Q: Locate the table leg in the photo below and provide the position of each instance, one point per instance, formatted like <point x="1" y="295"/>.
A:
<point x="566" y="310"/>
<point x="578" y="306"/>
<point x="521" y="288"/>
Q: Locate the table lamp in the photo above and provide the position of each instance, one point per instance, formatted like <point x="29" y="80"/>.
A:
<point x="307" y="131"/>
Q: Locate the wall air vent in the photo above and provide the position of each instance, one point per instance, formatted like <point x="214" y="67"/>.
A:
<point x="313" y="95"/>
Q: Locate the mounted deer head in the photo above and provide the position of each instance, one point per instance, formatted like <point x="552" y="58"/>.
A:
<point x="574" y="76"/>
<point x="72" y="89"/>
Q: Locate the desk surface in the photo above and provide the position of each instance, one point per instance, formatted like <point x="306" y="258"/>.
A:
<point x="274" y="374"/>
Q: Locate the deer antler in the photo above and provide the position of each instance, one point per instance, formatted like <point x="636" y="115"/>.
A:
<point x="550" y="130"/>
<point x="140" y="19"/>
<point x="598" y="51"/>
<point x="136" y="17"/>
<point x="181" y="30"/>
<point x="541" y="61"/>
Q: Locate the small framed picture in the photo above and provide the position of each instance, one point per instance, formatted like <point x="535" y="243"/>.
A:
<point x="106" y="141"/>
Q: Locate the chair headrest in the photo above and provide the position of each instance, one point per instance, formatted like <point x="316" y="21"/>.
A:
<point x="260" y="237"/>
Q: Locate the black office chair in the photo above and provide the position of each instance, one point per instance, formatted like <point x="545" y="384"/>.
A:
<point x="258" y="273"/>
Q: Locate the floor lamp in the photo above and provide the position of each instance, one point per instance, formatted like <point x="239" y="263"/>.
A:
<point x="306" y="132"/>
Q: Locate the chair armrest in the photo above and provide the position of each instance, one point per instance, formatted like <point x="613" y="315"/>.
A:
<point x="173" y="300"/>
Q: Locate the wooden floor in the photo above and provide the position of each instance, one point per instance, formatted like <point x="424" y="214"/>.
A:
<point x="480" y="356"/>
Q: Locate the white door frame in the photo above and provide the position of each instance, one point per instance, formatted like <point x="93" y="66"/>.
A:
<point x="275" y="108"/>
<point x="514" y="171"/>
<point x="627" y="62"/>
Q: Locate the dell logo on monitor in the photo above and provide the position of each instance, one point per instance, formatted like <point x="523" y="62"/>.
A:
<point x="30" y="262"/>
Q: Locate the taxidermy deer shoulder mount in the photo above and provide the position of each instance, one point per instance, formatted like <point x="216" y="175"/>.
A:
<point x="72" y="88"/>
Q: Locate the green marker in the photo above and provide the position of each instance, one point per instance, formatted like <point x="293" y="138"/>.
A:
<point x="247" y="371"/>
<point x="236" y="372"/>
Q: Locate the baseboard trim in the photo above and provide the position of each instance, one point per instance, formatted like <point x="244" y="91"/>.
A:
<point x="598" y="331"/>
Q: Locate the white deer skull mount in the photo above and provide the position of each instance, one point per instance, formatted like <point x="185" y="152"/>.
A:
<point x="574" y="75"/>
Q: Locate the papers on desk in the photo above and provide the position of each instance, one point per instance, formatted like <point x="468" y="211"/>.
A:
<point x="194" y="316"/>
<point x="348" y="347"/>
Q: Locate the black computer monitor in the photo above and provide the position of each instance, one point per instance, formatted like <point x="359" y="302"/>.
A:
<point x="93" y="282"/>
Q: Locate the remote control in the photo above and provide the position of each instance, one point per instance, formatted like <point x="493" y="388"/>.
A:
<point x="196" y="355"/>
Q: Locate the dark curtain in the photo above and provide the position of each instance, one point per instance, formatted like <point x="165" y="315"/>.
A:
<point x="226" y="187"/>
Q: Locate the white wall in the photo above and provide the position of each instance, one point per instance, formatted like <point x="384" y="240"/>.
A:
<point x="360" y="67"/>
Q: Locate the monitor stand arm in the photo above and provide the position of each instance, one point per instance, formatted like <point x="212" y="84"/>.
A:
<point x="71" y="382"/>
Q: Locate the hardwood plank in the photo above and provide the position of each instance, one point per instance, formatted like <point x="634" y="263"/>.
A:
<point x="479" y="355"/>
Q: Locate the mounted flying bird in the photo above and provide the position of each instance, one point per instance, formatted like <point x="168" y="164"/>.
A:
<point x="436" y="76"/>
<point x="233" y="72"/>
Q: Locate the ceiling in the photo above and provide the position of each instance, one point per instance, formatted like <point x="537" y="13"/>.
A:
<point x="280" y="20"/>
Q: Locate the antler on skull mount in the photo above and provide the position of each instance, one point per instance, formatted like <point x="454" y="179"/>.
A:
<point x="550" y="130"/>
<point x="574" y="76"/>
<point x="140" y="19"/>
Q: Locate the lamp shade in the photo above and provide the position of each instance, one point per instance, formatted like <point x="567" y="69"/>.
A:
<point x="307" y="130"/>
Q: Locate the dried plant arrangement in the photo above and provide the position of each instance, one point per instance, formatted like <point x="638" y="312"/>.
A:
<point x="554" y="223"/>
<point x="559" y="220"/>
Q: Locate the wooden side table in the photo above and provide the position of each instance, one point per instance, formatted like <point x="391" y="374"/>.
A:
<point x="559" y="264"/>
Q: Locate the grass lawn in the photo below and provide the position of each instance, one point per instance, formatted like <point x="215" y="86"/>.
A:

_WORK TO DO_
Convert the material above into a numbered list, beginning at the line that contains "Q: Locate the lamp" and stopping after the final line, and omit any blank lines.

_FINISHED TASK_
1. Q: Locate the lamp shade in the photo above and provide the position of each instance, one point per instance, formatted like <point x="567" y="69"/>.
2. A:
3. <point x="307" y="130"/>
4. Q: Locate the dried plant arrangement in the photo above and provide the position of each instance, one point per instance, formatted like <point x="638" y="312"/>.
5. A:
6. <point x="554" y="223"/>
7. <point x="559" y="220"/>
8. Q: Locate the wooden side table in the photo above and provide the position of each instance, one point per instance, formatted like <point x="391" y="374"/>.
9. A:
10. <point x="559" y="264"/>
11. Q: Locate the grass lawn in the photo below and provide the position of each instance, one point per instance, formatted like <point x="215" y="86"/>.
12. A:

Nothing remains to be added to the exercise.